◆ BRIEF 1
Answer these questions using the article about the new esports club at Akins:
(a) What subject does Carlos Lopez teach?
(b) Which after-school program gave the team financial support to get started?
(c) At most, how many students a day does Lopez say he can serve right now?
◆ BRIEF 2
Write the next part of the article about the new esports club at Akins, picking up after its final sentence.

◆ EXCERPT TO READ
···

Esports comes to Akins as a new program encouraging students to participate


Carlos Lopez

Students compete in a new esports after school club while playing Mario Kart and Rocket League. The program has limited space now, but hopes to grow.

Since late March, a group of students can be found regularly playing video games in Carlos Lopez’s classroom after school and no one is shutting it down. In fact, Lopez, an information technology teacher, is helping them.

It’s all a part of a new after-school esports club that Lopez has organized as the first competitive video game team at Akins, which is at least temporarily known as the “Beak squad Esports of Akins Kinship Syndicate.”

In recent years, esports, short for electronic sports, has grown in popularity and acceptance as a competitive event at high schools and colleges across the country. esports often takes the form of organized, multiplayer video game competitions individually or, as teams. The most common video game genres associated with esports are multiplayer online battle arena (MOBA), first-person shooter (FPS), fighting, card, battle royale, and real-time strategy (RTS) games.

Currently, the Akins esports team, operates more like an after-school club, but it does compete against other schools in Austin and in Texas. The group got started with some financial support through the Prime Time after-school program. Currently, the Akins teams play in leagues like Generation Esports and PlayVS, which each have regional leagues and groups that they compete in. Other Austin schools include LBJ, North East, Navarro, and Crockett. However, other schools are interested in getting started, but the Prime Time grant program can only help schools that have certain financial needs.

So far the Akins team has competed in Mario Kart, Splatoon, Rocket League and Super Smash Bros. Lopez said that until he and the team are able to have more access to equipment, he’s only able to serve about 10 -15 students a day at the most. “Match days are also kinda crazy and until we get a group of returning leader-type kids to run matches it’s impossible to do this by myself,” he said.

Eventually, Lopez said he hopes to have students compete with the Texas Scholastic Esports Federation (TXSef) and “The Network of Academic and Scholastic Esports Federations”. However, the University Interscholastic League (UIL), which is the state’s main rule-making authority for student competitions, is considering adding esports as an official competition that students can compete in.

···

◆ SUPPLIED DATA

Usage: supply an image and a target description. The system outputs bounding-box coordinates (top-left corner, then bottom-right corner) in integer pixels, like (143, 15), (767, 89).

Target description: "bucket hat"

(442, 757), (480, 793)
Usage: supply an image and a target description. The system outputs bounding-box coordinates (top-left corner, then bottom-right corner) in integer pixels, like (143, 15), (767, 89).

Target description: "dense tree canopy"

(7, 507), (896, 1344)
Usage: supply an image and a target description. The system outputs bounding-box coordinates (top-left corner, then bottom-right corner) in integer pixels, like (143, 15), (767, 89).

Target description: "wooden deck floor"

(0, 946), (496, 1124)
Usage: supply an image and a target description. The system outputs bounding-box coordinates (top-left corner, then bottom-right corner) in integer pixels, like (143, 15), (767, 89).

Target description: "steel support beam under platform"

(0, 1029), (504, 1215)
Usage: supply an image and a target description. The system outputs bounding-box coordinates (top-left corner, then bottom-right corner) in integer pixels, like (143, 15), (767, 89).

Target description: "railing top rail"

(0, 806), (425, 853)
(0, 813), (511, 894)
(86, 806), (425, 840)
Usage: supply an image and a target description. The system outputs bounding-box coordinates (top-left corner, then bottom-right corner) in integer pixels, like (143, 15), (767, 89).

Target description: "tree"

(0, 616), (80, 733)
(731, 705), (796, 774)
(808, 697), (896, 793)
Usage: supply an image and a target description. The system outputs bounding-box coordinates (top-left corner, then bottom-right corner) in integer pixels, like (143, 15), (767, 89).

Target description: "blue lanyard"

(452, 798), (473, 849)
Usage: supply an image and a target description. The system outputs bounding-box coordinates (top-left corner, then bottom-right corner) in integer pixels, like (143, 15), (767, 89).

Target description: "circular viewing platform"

···

◆ EXERCISE RESPONSE 1
(a) Information technology.
(b) The Prime Time after-school program.
(c) About 10 to 15 students.

◆ EXERCISE RESPONSE 2
The Akins Esports team’s current goal is to make it to the Texas Scholastic Esports Federation State tournament in Arlington at their sports arena and compete in person, Lopez said. The students that participate in the esports team are typically students in Lopez’s computer networking and maintenance classes with a few exceptions. Some learned about the club from the school website or just by word of mouth. Many say they joined the team for the love of the competitive nature of gaming.

“I mean, sports aren’t about getting being athletic or going out and playing games. It is about the competitive nature of it. That’s the whole point,” junior Jaden Howerd-Reagen said. Junior Renzo Montgomery said he enjoys esports because it is more welcoming to those without a lot of specific physical characteristics.

“You don’t really need to have the same physical capabilities, but that only makes it like it’s not as biased towards, like genetics I mean, it’s still like a sport,” he said. “It still takes a lot of skill and maybe even more skill, since you can’t just have like a height advantage or size ”

Just like any other sports team, they have some challenges to overcome other than technical difficulties. Freshman Justice Ybarra said the team is still working on maintaining their cool in stressful situations and listening to instructions for each game.

The esports team is willing to put in the work, like staying after school and practicing to improve, Montgomery said.
“Trying to compete against these guys in practice. I mean, they’re really good. But in trying to go to esports it’s really hard to just stay late all the time.” And as the team grows and expands in the near future Lopez said as the team grows and expands in future years, he hopes the esports team is a character-building experience for Akins students.

“Being a part of a group gives you that experience of being like a good teammate and learning what a teammate is like, and then also gives the opportunity for leaders to rise up and I want those leadership opportunities for students.”